Records for this task:
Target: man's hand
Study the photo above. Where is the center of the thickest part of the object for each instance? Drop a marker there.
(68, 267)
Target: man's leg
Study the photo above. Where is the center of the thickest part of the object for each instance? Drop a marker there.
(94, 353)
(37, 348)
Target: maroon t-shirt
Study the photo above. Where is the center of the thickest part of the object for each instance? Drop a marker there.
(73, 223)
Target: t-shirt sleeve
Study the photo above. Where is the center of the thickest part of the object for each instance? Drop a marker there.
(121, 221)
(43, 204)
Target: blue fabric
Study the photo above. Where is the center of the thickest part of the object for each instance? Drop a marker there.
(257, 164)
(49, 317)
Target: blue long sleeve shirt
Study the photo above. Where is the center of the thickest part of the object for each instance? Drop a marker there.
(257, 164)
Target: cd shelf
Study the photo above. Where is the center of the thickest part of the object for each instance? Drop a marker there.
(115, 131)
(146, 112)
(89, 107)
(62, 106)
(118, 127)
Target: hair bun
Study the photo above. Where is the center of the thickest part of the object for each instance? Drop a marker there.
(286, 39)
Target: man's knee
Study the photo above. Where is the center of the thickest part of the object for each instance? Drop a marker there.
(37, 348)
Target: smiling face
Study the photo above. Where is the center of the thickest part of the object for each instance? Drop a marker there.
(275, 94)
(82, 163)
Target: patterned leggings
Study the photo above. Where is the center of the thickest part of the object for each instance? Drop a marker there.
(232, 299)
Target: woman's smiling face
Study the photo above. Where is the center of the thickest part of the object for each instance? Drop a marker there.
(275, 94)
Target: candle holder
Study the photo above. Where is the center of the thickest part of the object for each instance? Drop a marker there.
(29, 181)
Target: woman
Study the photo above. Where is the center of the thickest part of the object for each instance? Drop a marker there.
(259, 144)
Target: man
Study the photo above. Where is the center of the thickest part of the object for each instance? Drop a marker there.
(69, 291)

The task: If a line of the listing contains the word "woman", count it; then give the total and nothing else.

Response to the exercise: 2